— Given exercise —
From the line with "TARGET = woman with blonde hair" down to the final line of the material below, quote every line exactly and leave out all lines before it.
****************************************
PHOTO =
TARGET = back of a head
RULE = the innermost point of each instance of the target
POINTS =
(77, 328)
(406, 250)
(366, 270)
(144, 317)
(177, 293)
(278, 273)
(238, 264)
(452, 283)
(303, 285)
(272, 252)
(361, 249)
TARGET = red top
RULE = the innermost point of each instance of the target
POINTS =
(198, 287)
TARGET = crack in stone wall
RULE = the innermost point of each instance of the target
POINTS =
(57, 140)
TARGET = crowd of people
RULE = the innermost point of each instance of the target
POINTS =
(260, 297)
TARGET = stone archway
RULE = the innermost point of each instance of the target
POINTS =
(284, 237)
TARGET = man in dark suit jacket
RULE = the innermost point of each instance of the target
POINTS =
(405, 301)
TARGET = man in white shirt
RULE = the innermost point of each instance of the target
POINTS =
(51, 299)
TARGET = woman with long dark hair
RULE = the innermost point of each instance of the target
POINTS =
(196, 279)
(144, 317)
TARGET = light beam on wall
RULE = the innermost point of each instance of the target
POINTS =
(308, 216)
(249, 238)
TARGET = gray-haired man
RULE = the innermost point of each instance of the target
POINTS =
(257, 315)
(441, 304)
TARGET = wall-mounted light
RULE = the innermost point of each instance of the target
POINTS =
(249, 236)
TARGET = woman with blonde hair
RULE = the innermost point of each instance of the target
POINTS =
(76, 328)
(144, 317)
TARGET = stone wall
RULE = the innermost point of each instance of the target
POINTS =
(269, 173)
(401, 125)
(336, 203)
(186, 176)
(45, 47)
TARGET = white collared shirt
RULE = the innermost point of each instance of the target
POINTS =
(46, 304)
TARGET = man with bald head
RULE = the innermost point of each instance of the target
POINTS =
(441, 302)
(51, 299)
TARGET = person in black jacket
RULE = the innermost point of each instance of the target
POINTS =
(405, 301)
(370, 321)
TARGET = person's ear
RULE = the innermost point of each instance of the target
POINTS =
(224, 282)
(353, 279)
****************************************
— Output for this task —
TARGET = woman with blonde hair
RULE = the innermost point of each instance of the target
POINTS =
(76, 328)
(144, 317)
TARGET = stone wall
RULE = the innermost point of each instance of the target
POINTS =
(269, 173)
(401, 125)
(336, 203)
(186, 176)
(45, 47)
TARGET = white collared shirt
RULE = the innermost point of each instance of the target
POINTS =
(46, 304)
TARGET = man with bald head
RULE = the innermost point of each instance of the target
POINTS =
(441, 302)
(51, 299)
TARGET = person in black jacket
RULE = the innermost point of each instance of the target
POINTS =
(405, 301)
(370, 321)
TARGET = person's ear
RULE = the innermost point of each instance of the target
POINTS =
(224, 282)
(353, 279)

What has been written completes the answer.